▶ **Task objective**: Using the entries below, quote exactly the span of lines that begins with the line containing "Q: report a point for each instance of the wooden table" and ends with the final line.

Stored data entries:
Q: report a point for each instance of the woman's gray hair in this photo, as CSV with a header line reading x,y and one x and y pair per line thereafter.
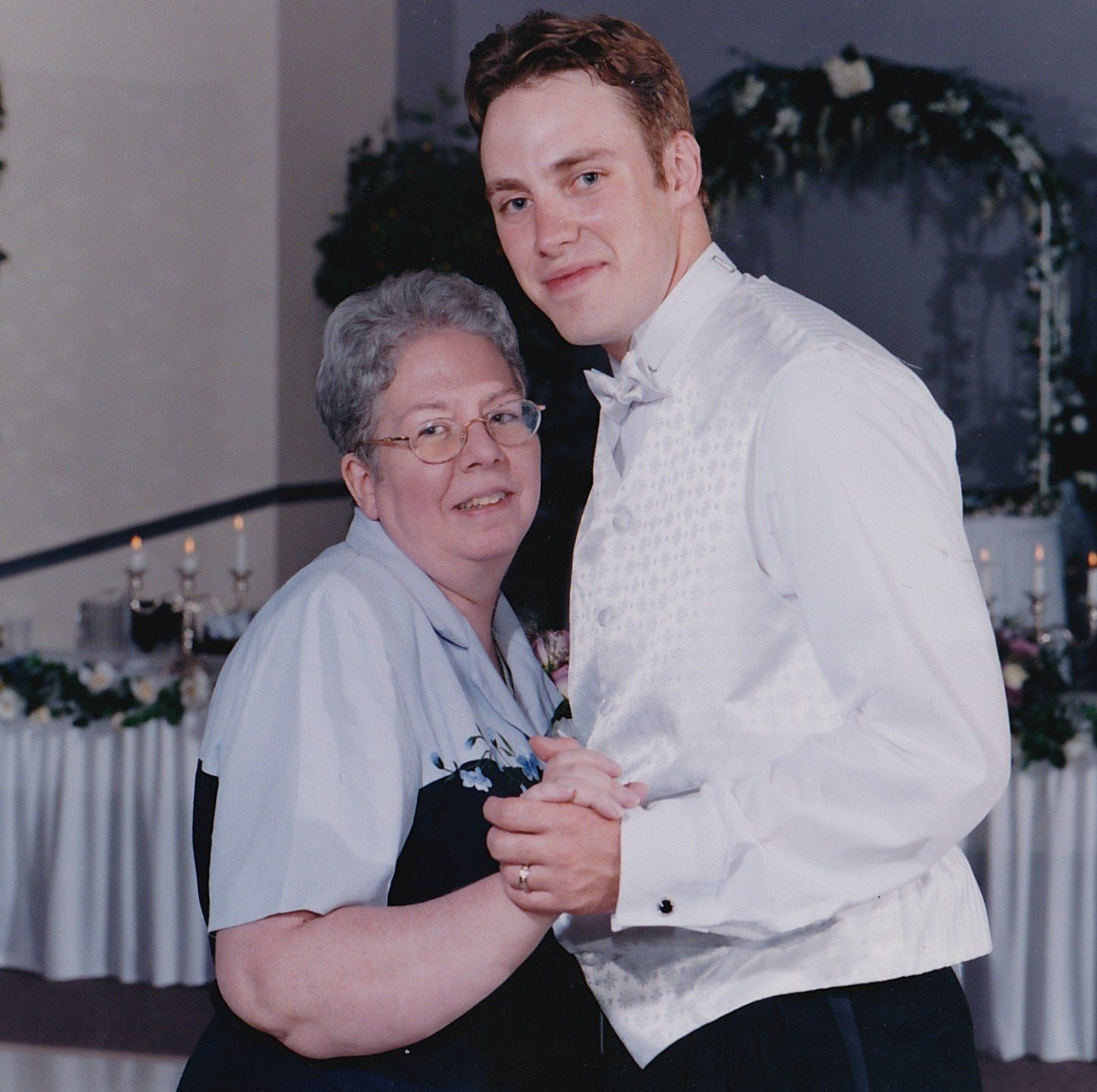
x,y
366,332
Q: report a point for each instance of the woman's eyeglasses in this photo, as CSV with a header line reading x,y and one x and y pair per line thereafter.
x,y
442,439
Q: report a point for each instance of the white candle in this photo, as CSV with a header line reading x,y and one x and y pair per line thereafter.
x,y
242,544
136,563
190,566
984,573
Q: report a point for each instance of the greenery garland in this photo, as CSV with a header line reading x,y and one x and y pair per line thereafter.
x,y
767,123
45,691
1040,720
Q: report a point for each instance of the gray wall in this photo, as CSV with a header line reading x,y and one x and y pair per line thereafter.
x,y
864,254
169,169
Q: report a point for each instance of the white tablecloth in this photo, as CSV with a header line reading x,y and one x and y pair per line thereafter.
x,y
97,875
1036,859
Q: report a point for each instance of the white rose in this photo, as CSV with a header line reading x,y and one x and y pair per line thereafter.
x,y
902,117
99,679
195,689
1025,155
11,704
848,78
787,123
748,95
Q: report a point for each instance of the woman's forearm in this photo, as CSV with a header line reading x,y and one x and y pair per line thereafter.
x,y
366,979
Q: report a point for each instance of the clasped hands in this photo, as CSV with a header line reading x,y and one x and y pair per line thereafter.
x,y
564,835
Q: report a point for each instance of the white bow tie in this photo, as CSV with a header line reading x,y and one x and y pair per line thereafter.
x,y
634,384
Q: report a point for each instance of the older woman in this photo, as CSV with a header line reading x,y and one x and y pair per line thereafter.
x,y
363,935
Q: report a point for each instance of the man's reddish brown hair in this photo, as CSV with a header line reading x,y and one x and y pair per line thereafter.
x,y
612,51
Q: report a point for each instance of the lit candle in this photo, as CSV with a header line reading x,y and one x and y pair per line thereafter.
x,y
136,563
242,544
190,566
984,573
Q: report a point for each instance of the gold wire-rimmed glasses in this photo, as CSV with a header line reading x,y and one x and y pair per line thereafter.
x,y
442,439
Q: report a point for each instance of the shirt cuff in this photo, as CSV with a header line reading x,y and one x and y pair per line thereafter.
x,y
674,864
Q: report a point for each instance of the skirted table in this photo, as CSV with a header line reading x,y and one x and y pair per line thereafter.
x,y
97,875
1036,860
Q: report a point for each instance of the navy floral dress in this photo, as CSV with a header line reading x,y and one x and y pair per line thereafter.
x,y
539,1031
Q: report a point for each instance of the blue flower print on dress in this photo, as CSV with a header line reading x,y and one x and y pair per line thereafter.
x,y
500,767
475,779
530,765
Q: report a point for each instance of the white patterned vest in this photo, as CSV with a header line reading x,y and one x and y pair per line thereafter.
x,y
687,664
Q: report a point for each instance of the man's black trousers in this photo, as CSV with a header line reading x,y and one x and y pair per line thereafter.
x,y
905,1035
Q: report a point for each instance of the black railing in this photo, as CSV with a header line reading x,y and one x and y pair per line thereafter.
x,y
168,525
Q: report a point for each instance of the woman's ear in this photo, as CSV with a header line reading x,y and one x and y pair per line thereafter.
x,y
360,482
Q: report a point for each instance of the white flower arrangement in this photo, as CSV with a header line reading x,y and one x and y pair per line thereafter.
x,y
195,688
788,122
748,95
952,103
100,677
11,704
901,114
848,77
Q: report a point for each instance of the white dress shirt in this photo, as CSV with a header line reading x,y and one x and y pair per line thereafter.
x,y
777,625
328,717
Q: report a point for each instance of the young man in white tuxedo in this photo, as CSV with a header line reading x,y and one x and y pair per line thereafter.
x,y
776,622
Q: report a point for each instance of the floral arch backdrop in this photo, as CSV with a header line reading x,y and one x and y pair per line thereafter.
x,y
765,124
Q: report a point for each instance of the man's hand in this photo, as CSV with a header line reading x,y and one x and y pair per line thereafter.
x,y
573,855
575,775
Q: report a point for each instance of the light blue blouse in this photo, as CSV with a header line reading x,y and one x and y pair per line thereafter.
x,y
354,686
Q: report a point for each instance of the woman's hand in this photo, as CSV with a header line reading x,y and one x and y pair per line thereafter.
x,y
575,775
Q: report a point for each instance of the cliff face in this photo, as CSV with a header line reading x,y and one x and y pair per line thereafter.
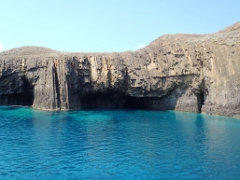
x,y
195,73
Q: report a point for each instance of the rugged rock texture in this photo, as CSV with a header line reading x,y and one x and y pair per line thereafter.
x,y
195,73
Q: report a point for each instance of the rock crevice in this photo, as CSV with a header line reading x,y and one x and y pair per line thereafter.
x,y
195,73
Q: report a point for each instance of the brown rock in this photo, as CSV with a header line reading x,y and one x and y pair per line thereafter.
x,y
180,72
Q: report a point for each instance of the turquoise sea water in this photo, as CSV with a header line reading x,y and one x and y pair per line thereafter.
x,y
117,144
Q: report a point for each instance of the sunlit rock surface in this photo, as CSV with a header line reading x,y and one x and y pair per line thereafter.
x,y
195,73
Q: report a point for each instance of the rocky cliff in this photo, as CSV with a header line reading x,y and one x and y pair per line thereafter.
x,y
195,73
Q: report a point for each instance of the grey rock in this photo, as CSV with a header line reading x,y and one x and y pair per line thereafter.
x,y
194,73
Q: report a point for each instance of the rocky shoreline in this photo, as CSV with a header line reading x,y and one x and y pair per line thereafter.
x,y
194,73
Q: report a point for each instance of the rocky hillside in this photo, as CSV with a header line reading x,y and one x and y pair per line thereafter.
x,y
195,73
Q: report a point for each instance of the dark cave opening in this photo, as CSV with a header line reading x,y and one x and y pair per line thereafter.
x,y
135,103
24,96
200,98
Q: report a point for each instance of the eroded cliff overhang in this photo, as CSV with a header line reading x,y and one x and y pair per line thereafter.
x,y
180,72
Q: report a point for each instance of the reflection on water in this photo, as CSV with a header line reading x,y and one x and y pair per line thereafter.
x,y
117,144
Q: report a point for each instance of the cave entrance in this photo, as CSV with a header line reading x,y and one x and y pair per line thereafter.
x,y
200,98
135,103
23,96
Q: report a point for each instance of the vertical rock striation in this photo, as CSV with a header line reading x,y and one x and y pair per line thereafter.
x,y
194,73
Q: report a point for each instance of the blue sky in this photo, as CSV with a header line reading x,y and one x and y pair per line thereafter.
x,y
108,25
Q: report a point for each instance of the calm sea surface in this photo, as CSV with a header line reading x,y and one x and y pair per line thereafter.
x,y
117,144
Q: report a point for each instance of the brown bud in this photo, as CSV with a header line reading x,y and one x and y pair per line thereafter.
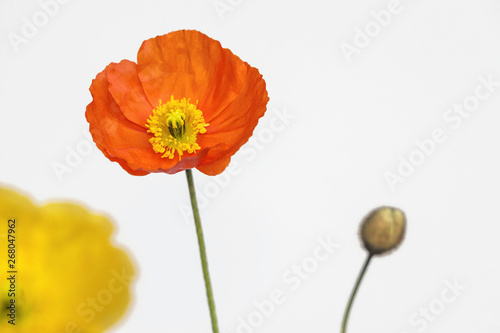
x,y
383,229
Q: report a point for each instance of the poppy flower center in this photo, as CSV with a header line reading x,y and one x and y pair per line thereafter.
x,y
175,126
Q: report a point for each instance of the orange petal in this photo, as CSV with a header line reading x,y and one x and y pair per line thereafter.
x,y
127,91
189,64
234,125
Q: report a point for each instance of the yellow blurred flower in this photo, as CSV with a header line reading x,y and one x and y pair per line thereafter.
x,y
68,277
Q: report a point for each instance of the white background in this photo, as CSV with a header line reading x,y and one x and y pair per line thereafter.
x,y
318,176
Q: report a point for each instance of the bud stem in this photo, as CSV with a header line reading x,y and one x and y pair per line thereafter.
x,y
354,291
203,251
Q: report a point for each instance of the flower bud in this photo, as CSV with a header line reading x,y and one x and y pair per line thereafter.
x,y
383,229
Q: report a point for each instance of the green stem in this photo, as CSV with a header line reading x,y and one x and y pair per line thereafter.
x,y
354,291
203,251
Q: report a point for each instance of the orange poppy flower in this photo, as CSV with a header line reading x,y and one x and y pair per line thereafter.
x,y
187,103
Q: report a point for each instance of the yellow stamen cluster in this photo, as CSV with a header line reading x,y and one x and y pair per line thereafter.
x,y
175,126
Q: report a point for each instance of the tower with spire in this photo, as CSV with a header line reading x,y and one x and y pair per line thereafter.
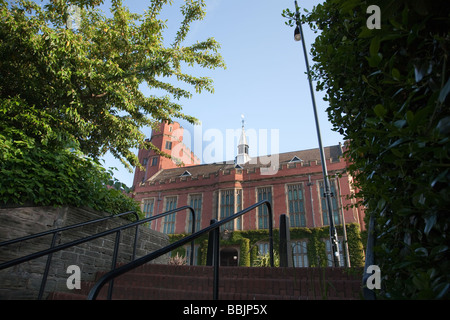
x,y
242,156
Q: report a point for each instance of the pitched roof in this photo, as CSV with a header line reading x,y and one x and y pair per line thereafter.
x,y
333,152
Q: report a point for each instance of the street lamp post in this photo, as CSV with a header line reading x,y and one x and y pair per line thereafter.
x,y
298,35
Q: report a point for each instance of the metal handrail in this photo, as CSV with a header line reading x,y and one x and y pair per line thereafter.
x,y
214,227
116,230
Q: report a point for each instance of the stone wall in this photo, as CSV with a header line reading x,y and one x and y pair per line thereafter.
x,y
23,281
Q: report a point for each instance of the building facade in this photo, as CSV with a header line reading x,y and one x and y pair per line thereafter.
x,y
293,184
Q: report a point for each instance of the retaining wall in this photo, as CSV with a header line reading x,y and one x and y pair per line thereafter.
x,y
23,281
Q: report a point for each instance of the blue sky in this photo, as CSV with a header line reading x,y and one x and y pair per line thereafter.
x,y
264,80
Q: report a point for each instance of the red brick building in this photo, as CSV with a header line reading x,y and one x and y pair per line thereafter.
x,y
293,183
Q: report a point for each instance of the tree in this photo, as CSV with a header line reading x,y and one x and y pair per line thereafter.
x,y
69,95
388,92
86,79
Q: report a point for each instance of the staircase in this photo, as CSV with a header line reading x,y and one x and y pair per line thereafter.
x,y
169,282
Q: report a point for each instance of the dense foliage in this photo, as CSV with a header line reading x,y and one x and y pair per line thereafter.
x,y
70,92
388,93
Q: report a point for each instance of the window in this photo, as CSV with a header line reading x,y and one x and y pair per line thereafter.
x,y
188,254
227,207
230,202
196,204
335,208
263,213
186,174
329,253
148,209
169,221
238,208
300,253
263,248
295,206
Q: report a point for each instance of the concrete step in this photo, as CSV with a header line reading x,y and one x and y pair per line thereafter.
x,y
152,282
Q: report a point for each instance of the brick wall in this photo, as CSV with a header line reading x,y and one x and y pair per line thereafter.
x,y
23,281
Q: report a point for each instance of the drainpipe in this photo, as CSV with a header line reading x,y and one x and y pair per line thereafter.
x,y
344,228
309,184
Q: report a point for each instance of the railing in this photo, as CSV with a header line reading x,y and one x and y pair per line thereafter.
x,y
49,252
214,236
370,259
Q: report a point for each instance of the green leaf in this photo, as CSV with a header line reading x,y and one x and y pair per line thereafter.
x,y
380,111
395,74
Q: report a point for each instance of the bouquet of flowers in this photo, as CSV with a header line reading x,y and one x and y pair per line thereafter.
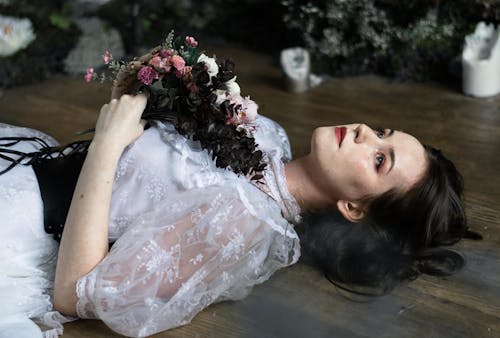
x,y
198,96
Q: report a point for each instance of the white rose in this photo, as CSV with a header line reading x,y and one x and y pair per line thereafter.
x,y
250,108
212,67
15,34
232,87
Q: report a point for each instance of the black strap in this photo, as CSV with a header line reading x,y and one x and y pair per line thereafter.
x,y
57,170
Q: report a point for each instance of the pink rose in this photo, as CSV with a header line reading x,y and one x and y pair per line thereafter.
x,y
250,108
155,62
178,63
90,74
190,41
146,75
107,57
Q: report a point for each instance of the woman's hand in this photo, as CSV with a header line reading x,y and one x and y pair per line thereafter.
x,y
119,122
84,241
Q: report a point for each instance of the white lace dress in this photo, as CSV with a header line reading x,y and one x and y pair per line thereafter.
x,y
187,233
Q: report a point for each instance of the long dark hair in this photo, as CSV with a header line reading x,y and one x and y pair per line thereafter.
x,y
401,237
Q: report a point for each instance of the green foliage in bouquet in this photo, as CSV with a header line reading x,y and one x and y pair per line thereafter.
x,y
55,37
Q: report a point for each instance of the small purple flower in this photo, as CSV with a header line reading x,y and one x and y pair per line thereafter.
x,y
146,75
90,74
107,57
190,41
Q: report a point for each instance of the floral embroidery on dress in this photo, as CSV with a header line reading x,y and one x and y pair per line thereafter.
x,y
233,248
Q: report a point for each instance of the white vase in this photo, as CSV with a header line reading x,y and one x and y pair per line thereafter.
x,y
481,61
296,65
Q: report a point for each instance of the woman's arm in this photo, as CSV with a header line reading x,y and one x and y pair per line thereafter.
x,y
85,238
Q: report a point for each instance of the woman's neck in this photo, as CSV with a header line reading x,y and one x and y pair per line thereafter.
x,y
304,188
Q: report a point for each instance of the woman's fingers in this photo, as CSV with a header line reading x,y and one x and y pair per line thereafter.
x,y
120,120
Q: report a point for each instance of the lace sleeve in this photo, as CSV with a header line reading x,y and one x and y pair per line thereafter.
x,y
173,262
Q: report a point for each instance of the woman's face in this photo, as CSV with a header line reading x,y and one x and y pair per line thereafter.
x,y
355,161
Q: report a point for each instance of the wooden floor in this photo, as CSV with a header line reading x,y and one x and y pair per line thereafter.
x,y
298,301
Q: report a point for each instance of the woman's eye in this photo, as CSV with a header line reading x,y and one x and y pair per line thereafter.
x,y
379,160
380,132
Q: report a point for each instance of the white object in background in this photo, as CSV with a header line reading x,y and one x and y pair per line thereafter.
x,y
15,34
296,65
481,61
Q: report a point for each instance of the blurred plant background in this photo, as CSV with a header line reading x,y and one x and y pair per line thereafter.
x,y
55,35
414,40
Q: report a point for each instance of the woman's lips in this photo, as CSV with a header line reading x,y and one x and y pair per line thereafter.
x,y
340,134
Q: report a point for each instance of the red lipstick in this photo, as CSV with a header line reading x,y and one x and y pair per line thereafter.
x,y
340,133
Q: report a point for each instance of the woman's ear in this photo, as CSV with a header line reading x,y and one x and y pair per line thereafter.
x,y
352,211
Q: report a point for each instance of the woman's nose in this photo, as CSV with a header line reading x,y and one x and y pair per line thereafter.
x,y
360,133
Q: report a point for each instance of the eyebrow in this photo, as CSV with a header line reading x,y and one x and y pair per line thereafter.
x,y
393,159
391,152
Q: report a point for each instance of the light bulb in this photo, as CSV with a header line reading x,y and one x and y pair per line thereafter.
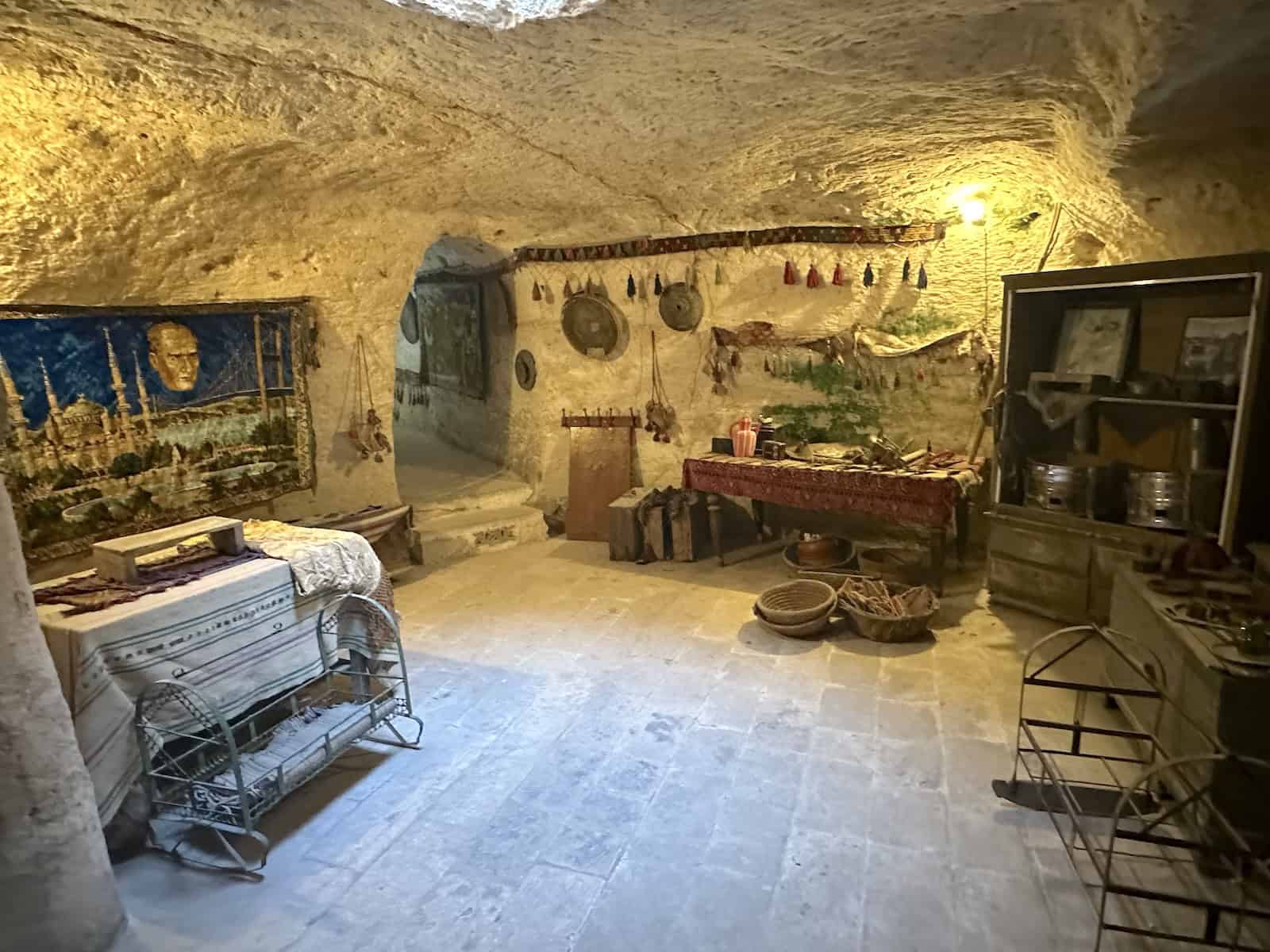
x,y
973,211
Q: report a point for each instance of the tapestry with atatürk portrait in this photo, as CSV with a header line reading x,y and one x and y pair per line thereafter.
x,y
122,420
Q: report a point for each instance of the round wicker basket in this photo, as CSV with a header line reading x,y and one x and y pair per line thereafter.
x,y
804,630
920,603
797,602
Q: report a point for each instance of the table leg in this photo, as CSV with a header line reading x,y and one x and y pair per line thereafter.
x,y
760,517
937,556
714,507
963,530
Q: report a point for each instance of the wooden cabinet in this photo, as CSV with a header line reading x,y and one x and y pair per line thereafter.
x,y
1060,564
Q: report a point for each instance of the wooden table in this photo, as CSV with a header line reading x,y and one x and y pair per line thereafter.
x,y
930,501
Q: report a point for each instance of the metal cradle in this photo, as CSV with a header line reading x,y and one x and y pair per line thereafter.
x,y
1166,847
203,771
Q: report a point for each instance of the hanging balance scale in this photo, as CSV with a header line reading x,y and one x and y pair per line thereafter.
x,y
681,306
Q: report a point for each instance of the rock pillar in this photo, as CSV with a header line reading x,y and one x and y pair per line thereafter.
x,y
56,882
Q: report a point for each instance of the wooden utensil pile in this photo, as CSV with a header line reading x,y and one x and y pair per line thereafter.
x,y
872,596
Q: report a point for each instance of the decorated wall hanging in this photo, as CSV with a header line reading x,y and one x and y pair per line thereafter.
x,y
595,327
681,308
787,235
126,419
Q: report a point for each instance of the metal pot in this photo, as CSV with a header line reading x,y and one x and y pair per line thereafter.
x,y
1157,501
1060,489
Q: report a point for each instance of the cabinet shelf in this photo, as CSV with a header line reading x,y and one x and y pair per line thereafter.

▶ **Exercise response**:
Q: report a point for each instance of the wooden table in this photo, as CSV with a header line reading x,y and one x and y pair per line thereafter.
x,y
930,501
Q: report a point for each instance of the metal cradle in this photo, as CSV with a header line reading x,y and one x and y pair per line thereafter.
x,y
1166,847
203,771
Q: report a point for each instance of the hanging balance scale in this photo, as CSV with a header line reading x,y and one x and y pair per line thereafter.
x,y
681,306
Q: report a point for each instance of the rock pillar in this photo, as CSV with a header line reading x,y and one x and y pair per line thereafter.
x,y
56,882
Q: report a point for each instance of the wooden utensil pile in this photo, as CSV with a header line reading x,y and one x and y pair per line thereafter.
x,y
872,596
Q: report a point for each instance of the decorated wall hanging in this photo, as CSV with a header line reading x,y and one x and y pair per line thereafter.
x,y
595,327
681,308
787,235
126,419
Q: report a point for each instance of the metal pot in this photo, as CSV with a header line reading x,y and one x and y pair per line thereafter.
x,y
1157,501
1060,489
Q: report a point for each instance of the cabinet shelf in this photo, as CSV with a header line reading x,y and one x and y pair per line thereafter.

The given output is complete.